Start Text

On 2019-03-03, Neil Schemenauer wrote:
What is not clear to me yet is how difficult it would be for other Python VMs to implement a handle API that gives that [one-to-one] invariant.
Some more details on why I think this could be hard to implement. Maybe I'm missing a fast way to do it.
In the case that the VM moves objects, something like handles are necessary. Otherwise, when the GC moves an object, there is no way for it to update the pointers it has given out via the API. Handles fix that with another level of indirection.
To do handles without the one-to-one invariant is easy and fast. You can have a table of handles (lookup is O(1) based on the handle value) and you allocate by just using the next free value in the table. You can have a free-list like malloc uses if you want to fill holes. The Android indirect_reference code I linked is a fancier version that allowed the local reference behavior (stack-like deallocation of handles).
If you want the handles to correspond one-to-one with the managed objects, how can you do that? An obvious approach would be to use a hash table or simimlar O(1) data structure based on the pointer address of the managed object. I.e. if you need a new handle, lookup in the table if there is one already and then use that.
A moving GC has no problem to update the indirect references in the handle table. Just treat it as another set of GC roots. However, since the managed object is moving, you can no longer use the pointer address to lookup the handle (e.g. the hash value has changed). When moving, you could remove it and then add it back after the move. That would make the GC process a lot slower though.
You could give every managed object an ID field. Bad news is that you have doubled the storage size of small objects like floats and fixed ints (assuming the VM can store them unboxed). That could be used to make the Python id() function return a stable value. It seems one-to-one handles could use whatever solution the VM uses to implement id(). In the PyPy docs, they say this about id():
https://pypy.readthedocs.io/en/latest/cpython_differences.html
Using the default GC (called minimark), the built-in function
id() works like it does in CPython. With other GCs it returns
numbers that are not real addresses (because an object can move
around several times) and calling it a lot can lead to
performance problem.
Regards,
Neil

End Text

● **Parts of the exercise**
1: Write out the post about handles from "In the case" to "deallocation of handles).", swapping "table" for "array".
2: List each distinct abbreviation written entirely in capital letters that appears in the post about handles, counting a plural form with its singular.
The items come from a separate source, not from the post.

Start Supplied records

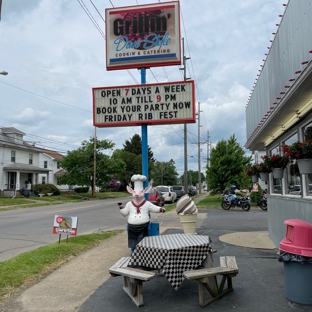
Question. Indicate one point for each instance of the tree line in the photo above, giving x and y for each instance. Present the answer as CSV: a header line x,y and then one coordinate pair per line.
x,y
227,163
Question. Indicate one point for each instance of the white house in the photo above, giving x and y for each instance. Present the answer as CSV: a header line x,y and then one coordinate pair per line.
x,y
22,163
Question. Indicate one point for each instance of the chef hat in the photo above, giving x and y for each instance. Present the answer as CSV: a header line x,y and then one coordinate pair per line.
x,y
138,180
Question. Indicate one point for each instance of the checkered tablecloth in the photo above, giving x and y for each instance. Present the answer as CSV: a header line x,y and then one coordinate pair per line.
x,y
174,253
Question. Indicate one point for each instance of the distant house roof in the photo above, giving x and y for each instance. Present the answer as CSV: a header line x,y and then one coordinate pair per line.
x,y
26,168
59,173
53,154
6,139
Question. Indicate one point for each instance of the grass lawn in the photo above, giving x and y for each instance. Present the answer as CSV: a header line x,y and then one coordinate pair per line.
x,y
29,267
23,202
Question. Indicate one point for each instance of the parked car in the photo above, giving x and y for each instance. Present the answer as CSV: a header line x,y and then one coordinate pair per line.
x,y
155,197
179,189
168,194
192,190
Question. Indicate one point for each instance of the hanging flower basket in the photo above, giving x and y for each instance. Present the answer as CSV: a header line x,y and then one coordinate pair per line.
x,y
278,173
254,179
305,165
276,161
264,176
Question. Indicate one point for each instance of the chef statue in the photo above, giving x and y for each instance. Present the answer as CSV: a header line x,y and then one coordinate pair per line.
x,y
138,210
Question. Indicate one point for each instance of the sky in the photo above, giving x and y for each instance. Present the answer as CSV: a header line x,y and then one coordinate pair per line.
x,y
54,52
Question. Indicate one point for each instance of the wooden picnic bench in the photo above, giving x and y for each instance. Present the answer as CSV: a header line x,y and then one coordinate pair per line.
x,y
133,279
207,279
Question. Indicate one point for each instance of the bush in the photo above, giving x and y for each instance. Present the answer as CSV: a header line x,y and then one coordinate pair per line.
x,y
255,197
84,189
114,185
46,188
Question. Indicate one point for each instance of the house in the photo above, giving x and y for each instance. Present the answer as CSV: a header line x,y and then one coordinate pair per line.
x,y
279,112
23,165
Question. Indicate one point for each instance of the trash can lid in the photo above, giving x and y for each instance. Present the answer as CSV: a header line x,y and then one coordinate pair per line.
x,y
298,238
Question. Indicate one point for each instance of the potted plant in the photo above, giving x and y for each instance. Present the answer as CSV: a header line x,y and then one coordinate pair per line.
x,y
264,171
302,153
277,163
253,172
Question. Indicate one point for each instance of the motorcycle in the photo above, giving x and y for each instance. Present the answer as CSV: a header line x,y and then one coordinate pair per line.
x,y
231,201
264,203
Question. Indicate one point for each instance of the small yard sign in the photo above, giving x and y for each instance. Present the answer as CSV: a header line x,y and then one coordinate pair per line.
x,y
65,225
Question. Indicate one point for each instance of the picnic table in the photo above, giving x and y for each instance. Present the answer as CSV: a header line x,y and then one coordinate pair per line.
x,y
179,256
173,253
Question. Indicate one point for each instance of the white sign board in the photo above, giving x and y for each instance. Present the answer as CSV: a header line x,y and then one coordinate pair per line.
x,y
143,36
153,104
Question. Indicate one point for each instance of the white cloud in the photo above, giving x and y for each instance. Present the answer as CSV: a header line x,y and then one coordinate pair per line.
x,y
52,49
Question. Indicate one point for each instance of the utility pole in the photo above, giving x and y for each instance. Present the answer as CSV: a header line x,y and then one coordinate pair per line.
x,y
185,126
94,164
199,169
208,156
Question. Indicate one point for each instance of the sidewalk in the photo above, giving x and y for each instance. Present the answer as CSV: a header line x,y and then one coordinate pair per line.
x,y
84,283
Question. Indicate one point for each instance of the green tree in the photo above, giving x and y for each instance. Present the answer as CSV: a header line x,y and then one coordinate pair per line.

End Supplied records

● **List of solutions**
1:
In the case that the VM moves objects, something like handles are necessary. Otherwise, when the GC moves an object, there is no way for it to update the pointers it has given out via the API. Handles fix that with another level of indirection.
To do handles without the one-to-one invariant is easy and fast. You can have a array of handles (lookup is O(1) based on the handle value) and you allocate by just using the next free value in the array. You can have a free-list like malloc uses if you want to fill holes. The Android indirect_reference code I linked is a fancier version that allowed the local reference behavior (stack-like deallocation of handles).

2: VM, API, GC, ID